Output every entry exactly as written.

═══ GIVEN DATA ═══

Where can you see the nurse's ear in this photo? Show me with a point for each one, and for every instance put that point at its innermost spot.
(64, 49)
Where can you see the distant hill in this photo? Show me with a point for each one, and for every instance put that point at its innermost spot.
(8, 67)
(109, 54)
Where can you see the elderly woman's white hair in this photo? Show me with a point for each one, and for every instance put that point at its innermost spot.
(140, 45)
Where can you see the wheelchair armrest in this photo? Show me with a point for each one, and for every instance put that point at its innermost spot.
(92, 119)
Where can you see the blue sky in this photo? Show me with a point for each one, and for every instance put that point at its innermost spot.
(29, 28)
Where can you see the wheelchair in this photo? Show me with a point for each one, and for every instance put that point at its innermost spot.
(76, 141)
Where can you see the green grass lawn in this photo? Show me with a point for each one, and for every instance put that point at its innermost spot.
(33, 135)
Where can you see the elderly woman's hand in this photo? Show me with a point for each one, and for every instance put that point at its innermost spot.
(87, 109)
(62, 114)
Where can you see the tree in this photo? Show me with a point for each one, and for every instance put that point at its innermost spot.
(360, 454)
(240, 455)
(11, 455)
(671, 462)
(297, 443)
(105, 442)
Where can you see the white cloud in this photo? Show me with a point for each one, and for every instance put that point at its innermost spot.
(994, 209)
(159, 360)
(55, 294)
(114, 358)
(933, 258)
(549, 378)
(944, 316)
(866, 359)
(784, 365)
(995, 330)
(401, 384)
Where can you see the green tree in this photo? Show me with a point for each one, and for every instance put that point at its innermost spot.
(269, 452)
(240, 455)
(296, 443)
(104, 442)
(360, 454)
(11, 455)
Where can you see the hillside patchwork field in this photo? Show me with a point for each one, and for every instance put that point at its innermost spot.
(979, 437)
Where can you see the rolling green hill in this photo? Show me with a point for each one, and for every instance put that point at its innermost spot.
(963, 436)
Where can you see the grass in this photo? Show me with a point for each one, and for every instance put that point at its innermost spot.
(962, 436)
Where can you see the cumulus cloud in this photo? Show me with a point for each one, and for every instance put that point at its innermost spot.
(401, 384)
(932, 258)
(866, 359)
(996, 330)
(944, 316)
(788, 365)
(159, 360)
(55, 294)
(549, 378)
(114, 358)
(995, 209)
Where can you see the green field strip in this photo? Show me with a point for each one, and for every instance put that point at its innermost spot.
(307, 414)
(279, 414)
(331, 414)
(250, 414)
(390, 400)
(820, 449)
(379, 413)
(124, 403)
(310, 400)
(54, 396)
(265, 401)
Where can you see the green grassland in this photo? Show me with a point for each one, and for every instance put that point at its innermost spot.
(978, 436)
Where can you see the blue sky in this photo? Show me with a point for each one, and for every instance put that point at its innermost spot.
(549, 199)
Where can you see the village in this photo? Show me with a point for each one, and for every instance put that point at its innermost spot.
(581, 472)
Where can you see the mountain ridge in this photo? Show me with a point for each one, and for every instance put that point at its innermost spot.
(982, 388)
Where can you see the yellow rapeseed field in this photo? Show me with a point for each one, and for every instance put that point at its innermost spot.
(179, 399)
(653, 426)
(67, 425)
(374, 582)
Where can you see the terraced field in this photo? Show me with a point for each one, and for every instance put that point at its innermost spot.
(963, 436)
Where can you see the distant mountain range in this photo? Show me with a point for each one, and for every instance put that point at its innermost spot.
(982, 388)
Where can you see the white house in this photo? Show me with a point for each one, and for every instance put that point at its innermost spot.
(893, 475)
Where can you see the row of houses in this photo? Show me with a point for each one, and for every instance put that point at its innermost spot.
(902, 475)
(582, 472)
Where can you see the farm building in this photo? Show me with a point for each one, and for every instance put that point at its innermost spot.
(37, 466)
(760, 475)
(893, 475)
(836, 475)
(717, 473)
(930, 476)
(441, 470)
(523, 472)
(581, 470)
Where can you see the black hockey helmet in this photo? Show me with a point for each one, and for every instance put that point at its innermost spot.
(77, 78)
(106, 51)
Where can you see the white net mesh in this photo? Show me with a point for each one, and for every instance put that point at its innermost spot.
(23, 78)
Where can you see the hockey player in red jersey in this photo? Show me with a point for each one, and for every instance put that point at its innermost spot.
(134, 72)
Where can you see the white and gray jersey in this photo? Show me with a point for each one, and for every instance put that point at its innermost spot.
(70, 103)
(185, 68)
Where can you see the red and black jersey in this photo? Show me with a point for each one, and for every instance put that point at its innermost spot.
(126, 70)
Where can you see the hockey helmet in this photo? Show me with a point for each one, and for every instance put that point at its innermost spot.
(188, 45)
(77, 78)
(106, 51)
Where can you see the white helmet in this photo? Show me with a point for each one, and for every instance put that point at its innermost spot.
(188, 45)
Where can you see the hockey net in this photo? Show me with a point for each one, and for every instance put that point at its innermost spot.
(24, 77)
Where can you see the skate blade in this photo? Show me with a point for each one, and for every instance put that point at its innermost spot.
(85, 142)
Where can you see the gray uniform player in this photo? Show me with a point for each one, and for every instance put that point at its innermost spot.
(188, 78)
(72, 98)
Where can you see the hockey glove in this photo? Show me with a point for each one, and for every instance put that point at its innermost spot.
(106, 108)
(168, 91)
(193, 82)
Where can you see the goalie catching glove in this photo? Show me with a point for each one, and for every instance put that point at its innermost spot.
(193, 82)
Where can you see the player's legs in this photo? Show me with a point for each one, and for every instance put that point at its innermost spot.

═══

> **RESULT FOR THIS TASK**:
Where can you see the nurse's ear in this photo? Show me with a point for each one, and for every instance put that point at its innermost spot.
(64, 49)
Where can you see the distant hill in this photo? Show me with a point for each one, and for every instance put that point at its innermost spot.
(8, 67)
(109, 54)
Where can you see the elderly woman's white hair in this photo? Show me with a point for each one, and for every instance put that point at its innermost spot.
(140, 45)
Where can you see the wheelchair armrest in this photo? Show me with a point for each one, and for every instance put that point at its innermost spot.
(92, 119)
Where can you see the blue sky in this photo? Show me with a point for each one, and for every instance put that point at its innermost spot.
(29, 28)
Where can you see the wheelchair in this photo? Show me with a point for each one, and for every instance put that point at its innermost spot.
(76, 141)
Where can you see the green grass lawn in this photo? Show me with a point for each one, and for every instance put that point at its innermost spot.
(33, 135)
Where can you see the elderly woman's hand in this photo? Show me with a point for each one, and for every instance put that point at its innermost spot.
(87, 109)
(62, 114)
Where can you see the tree in this photo? Show me with a point for each one, and for every instance put that point at its innermost spot.
(360, 454)
(240, 455)
(11, 455)
(671, 462)
(297, 443)
(105, 442)
Where can you see the white cloud in this photo? Show me with a point for each one, and for every instance put that point at its innermost spot.
(994, 209)
(159, 360)
(55, 294)
(114, 358)
(933, 258)
(549, 378)
(944, 316)
(866, 359)
(784, 365)
(995, 330)
(401, 384)
Where can you see the green tree in this photo? Show me with a point for each one, and for every instance put that point at its innermost spot.
(269, 452)
(240, 455)
(296, 443)
(104, 442)
(360, 454)
(11, 455)
Where can you see the hillside patchwork field in this photo? Show me with a point for each one, and for every instance put that point at its innermost spot.
(979, 437)
Where can you see the rolling green hill in this photo? Show me with a point for each one, and for every instance put that point at its innermost spot.
(963, 436)
Where can you see the grass in this photo? Show me with a point for each one, and for every instance put that point at its innermost spot.
(962, 436)
Where can you see the cumulus cloud in this photo? Show me with a point for each one, and for every instance put that point at its innermost spot.
(401, 384)
(932, 258)
(866, 359)
(996, 330)
(944, 316)
(788, 365)
(159, 360)
(55, 294)
(549, 378)
(114, 358)
(995, 209)
Where can you see the green field strip in this photo? Show me with a point for each one, and for every instance put that point at its innermost spot.
(307, 414)
(279, 414)
(331, 414)
(250, 414)
(390, 400)
(820, 449)
(379, 413)
(124, 403)
(310, 400)
(54, 396)
(265, 401)
Where can you see the green grassland in this photo? Show me with a point for each one, and for every instance put that point at its innermost spot.
(978, 436)
Where can you see the blue sky in this photo? Show me with a point for each one, and for every instance put that point at its innermost spot.
(549, 199)
Where can you see the village in this photo? Show me with a point for each one, and for every instance put that point at its innermost spot.
(581, 472)
Where can you see the mountain ridge in this photo? Show me with a point for each one, and for every instance put that point at its innermost spot.
(982, 388)
Where can you see the yellow rapeseed field in this photo? Show me with a point for each one, and for every instance put that point at its innermost spot.
(179, 399)
(653, 426)
(67, 425)
(374, 582)
Where can you see the terraced field in this photo? Show me with a point for each one, and for every instance put that point at its innermost spot.
(963, 436)
Where can you see the distant mountain range in this photo? Show me with a point for each one, and for every instance put that point at its innermost spot.
(982, 388)
Where can you see the white house in this photo? Show me with a point for each one, and for every instance put that point at its innermost spot.
(893, 475)
Where can you see the row of houses in this photo? Show me with a point for each one, and for every instance put that point at its innermost spot.
(902, 475)
(582, 472)
Where can you see the farm building in this photo? Show me with a point for each one, and for every instance put that point at its innermost spot.
(37, 466)
(760, 475)
(893, 475)
(836, 475)
(717, 473)
(930, 476)
(441, 470)
(523, 472)
(581, 470)
Where can you see the black hockey helmet in this photo? Show me with a point for each one, and for every instance put that point at its innermost spot.
(77, 78)
(106, 51)
Where can you see the white net mesh in this photo? Show me with a point for each one, and for every instance put that point at its innermost spot.
(23, 78)
Where can you see the hockey player in red jersey in this photo? Show me with a point for each one, and for every instance put that point at its innermost spot.
(134, 72)
Where can you see the white and gray jersey in this photo? Show me with a point for each one, and for every instance put that point at its innermost spot.
(70, 103)
(185, 68)
Where can you see the red and black jersey in this photo? Show me with a point for each one, and for every instance put that point at its innermost spot.
(126, 70)
Where can you see the hockey helmet in this photo? Show me with a point for each one, and for every instance put that point at its innermost spot.
(188, 45)
(77, 78)
(106, 51)
Where can you see the white helmet in this photo? Show me with a point for each one, and for every instance put that point at its innermost spot.
(188, 45)
Where can you see the hockey net in this photo? Show me with a point for each one, and for every instance put that point at its innermost spot.
(24, 77)
Where can you see the skate blade in this photo? Show me with a point for each one, and for every instance put that point at its innermost spot.
(85, 142)
Where can you see the gray uniform player in this photo? Show me with a point for each one, and for every instance put that point at its innermost spot.
(188, 78)
(72, 98)
Where can you see the hockey glove in this photo? Show me with a point for each one, and for every instance put that point at its innermost spot.
(106, 108)
(168, 91)
(193, 82)
Where can you see the goalie catching glove in this photo? Show me with a point for each one, and for every instance put that point at its innermost spot.
(193, 82)
Where can you see the player's legs in this photo? Show me with a point for each one, and for every instance put that point at its innermost spot.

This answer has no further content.